* TASK A:
Rewrite the records from their start through the line containing "[486,279,1082,763]", changing "hawk" to "falcon" and leaving everything else as it is.

==============================

Colossal Statue of Djehuti Hotep


Djehuti Hotep

Recently, a lot of attention has been given to the tomb of the ancient Egyptian provincial governor Djehuti Hotep (Thothotep) of Wenet (“The Hare Nome”) c. 1900 B.C. 

Djehuti Hotep lived under the reigns of Amenemhat II, Senusret II, and Senusret III and was one of the most powerful nomarchs of the Middle Kingdom. His tomb is well known for the great quality of its decorations. For this reason, it is believed that Djehutihotep died prior to the strict measures reducing the power of the nomarchs that were established by Senusret III. Indeed, as their charge became hereditary at the end of the Old Kingdom, the nomarchs became local rulers effectively, although not nominally, independent of the Kings. This situation led to excesses in the exercise of power that worsened steadily during the First Intermediate Period. It was not until Senusret’s measures were imposed that such abuse of power later exercised by nomarchs, stopped posing a threat to the integrity of the Egyptian state.  Being part of the hereditary nomarchial system, Djehutihotep’s family held the office of local governor for several generations. Djehutihotep was the son of a woman named Satkheperka and an official named Kay. The latter was the brother of Djehutinakht and Amenemhat, both of whom became governors of the Hare nome, although Kay did not.  Djehutihotep was married to a woman named Hathorhotep. Her parents are not recorded in known sources. Several children of Djehutihotep are known.

==============================

* TASK B:
Answer these questions about the text on Djehuti Hotep:
(i) Which nome did Djehuti Hotep govern?
(ii) Who were his mother and father?
(iii) What was the name of his wife?

* LISTED ENTRIES:

==============================

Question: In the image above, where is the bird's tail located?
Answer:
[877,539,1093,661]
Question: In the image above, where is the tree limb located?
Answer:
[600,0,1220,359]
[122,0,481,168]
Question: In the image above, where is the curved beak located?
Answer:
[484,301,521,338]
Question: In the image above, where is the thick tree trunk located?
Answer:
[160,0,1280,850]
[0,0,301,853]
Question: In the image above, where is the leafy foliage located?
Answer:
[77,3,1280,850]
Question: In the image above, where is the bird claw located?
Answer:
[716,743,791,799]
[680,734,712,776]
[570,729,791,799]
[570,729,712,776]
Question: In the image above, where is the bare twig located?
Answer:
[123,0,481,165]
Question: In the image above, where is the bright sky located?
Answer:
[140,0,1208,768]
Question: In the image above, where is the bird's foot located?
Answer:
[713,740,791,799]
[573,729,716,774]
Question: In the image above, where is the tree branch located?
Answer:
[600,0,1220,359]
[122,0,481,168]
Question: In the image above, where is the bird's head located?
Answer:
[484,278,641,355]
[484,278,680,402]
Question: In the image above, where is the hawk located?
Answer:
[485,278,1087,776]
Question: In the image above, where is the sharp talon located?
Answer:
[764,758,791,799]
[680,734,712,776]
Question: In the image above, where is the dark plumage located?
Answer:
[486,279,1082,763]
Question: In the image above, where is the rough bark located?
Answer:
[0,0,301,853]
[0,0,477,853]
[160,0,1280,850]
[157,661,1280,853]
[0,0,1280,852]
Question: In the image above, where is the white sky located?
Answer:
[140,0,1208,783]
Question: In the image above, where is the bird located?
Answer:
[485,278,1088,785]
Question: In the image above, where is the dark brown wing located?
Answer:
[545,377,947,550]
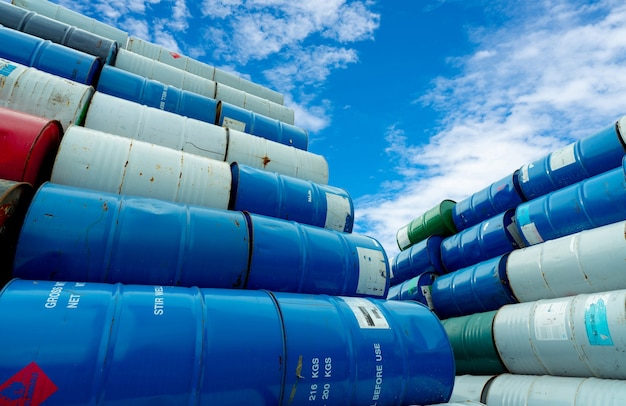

==============================

* COMPLETE RESPONSE A:
Question: In the image above, where is the bird's tail located?
Answer:
[877,539,1093,661]
Question: In the image above, where is the tree limb located?
Answer:
[600,0,1220,359]
[122,0,481,168]
Question: In the image above, where is the curved beak located?
Answer:
[484,301,521,338]
Question: In the image above, where is the thick tree trunk located?
Answer:
[160,0,1280,850]
[0,0,301,853]
Question: In the image above, where is the leafy foliage located?
Answer:
[77,3,1280,850]
Question: In the image above, where is the bird claw located?
Answer:
[716,743,791,799]
[680,734,712,776]
[570,729,791,799]
[570,729,712,776]
Question: In the image above, where is the bare twig located?
Answer:
[123,0,481,165]
Question: In the image above, where is the bright sky located?
Answer:
[140,0,1208,768]
Question: In the image above, where is the bird's foot located?
Answer:
[713,740,791,799]
[573,729,716,774]
Question: In the image above, where is the tree branch located?
Answer:
[600,0,1220,359]
[122,0,481,168]
Question: In the image above, where is the bird's head located?
Answer:
[484,278,641,355]
[484,278,680,402]
Question: In the image above, where is the falcon located?
Answer:
[485,278,1087,776]
Question: In the image above, where is the sharp talon located?
Answer:
[764,758,791,799]
[680,734,712,776]
Question: In the image above, where is the dark plumage located?
Answer:
[486,279,1082,763]

* COMPLETE RESPONSE B:
(i) Wenet, "The Hare Nome"
(ii) His mother was Satkheperka and his father was an official named Kay.
(iii) Hathorhotep